— Problem details —
Convert the data from its first line through the line containing "<point>95,116</point>", inclusive, into a Markdown table with a Row column holding the row number and a Line column holding the line, leaving out any blank lines.

— Working data —
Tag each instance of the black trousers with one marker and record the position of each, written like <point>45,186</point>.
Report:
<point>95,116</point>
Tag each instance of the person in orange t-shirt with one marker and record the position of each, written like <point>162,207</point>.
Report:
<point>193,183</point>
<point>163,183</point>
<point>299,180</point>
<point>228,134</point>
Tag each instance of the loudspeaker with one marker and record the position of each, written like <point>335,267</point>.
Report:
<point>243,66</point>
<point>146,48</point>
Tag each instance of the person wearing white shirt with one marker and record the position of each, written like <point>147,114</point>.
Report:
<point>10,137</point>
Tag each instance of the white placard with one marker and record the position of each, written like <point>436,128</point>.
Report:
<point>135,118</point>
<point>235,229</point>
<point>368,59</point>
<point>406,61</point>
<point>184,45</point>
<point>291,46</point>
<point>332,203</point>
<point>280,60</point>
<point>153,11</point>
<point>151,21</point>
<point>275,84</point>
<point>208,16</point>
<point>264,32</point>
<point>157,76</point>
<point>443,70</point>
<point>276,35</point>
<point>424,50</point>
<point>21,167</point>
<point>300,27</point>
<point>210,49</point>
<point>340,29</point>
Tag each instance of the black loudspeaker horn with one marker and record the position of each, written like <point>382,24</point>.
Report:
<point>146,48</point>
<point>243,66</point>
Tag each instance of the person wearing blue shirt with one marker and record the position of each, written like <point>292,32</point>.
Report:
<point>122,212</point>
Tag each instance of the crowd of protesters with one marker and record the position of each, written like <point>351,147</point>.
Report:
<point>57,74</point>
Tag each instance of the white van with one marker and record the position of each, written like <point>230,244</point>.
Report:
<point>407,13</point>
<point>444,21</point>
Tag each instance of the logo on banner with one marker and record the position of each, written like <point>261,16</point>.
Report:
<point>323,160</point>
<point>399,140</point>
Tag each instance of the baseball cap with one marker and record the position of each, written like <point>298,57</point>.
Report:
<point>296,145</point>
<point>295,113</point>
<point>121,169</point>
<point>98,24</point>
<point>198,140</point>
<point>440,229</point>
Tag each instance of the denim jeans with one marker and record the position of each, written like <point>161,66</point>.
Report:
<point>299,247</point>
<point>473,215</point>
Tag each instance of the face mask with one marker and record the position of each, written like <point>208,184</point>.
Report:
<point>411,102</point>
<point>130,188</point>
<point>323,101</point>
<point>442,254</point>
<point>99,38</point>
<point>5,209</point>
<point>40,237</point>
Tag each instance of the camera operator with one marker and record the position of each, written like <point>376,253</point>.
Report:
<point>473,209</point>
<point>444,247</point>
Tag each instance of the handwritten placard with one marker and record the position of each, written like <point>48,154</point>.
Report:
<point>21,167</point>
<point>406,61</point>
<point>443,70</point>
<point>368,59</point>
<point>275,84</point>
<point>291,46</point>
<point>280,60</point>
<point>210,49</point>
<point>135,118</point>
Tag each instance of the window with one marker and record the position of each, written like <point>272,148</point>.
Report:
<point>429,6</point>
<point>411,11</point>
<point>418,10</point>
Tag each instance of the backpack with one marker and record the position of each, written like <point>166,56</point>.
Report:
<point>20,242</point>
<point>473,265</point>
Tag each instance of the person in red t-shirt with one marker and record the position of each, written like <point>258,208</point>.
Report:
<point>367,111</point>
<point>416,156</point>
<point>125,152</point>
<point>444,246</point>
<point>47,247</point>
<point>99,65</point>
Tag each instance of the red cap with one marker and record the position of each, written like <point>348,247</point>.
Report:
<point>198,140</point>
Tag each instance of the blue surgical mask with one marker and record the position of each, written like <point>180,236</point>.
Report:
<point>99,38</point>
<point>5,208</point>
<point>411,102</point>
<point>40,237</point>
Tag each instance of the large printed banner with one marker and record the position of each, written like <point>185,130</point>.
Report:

— Final result —
| Row | Line |
|---|---|
| 1 | Tag each instance of the black trousers with one marker and record the position of each, written like <point>45,186</point>. |
| 2 | Report: |
| 3 | <point>95,116</point> |